Request. Can you carry on the blog reply on the inerrancy debate below, picking up right after its final sentence?

Article.
Re: Inerrancy debates on Mike Macon's blog

I agree that there is something inherently pointless about the debate over inerrancy - and to be honest, I don’t feel entirely proud of my contribution to the conversation on Mike’s blog. There are too many traps to fall into. But I think any sort of polite dialogue, with a moderate amount of serious listening involved, between those searching for a new theological paradigm and those not is probably a good thing. And it’s always helpful to be made to rethink one’s position.

The following statement from your very interesting blog post seems to get at the heart of the problem:

it seems to me that holding the bible as inerrant in this way pushes christians into an unnecessarily restrictive and increasingly redundant position in society

But now I would ask whether there is some way that this can be turned around. At the moment I still feel that a critical-realist hermeneutic that exposes the narrative engagement of scripture with the historical existence of a community offers the best way to underpin (and only ‘underpin’ - I do not regard this as an exhaustive or fully adequate hermeneutic) the public relevance of the Bible.

Collected material.
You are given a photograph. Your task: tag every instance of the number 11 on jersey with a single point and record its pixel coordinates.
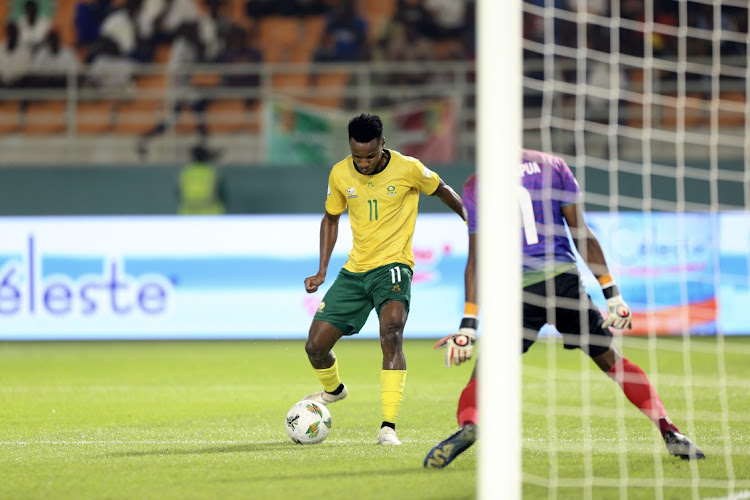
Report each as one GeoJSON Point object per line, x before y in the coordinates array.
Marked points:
{"type": "Point", "coordinates": [373, 209]}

Exercise answer.
But one of the ways that the biblical significance of the community is expressed is symbolically and prophetically, which makes me wonder whether we cannot make some sort of provisional symbolic or prophetic commitment to the ideal of biblical inerrancy. This is partly what that Principle 2 was getting at. It is simply a transparent way of holding in tension the ideal and the reality, the eschatological hope and the historical fallibility - as in Romans 7. The fundamentalist position is not actually true - but it is a sign of the truthfulness of God. I don’t expect fundamentalists to agree with that, but it gives me some comfort!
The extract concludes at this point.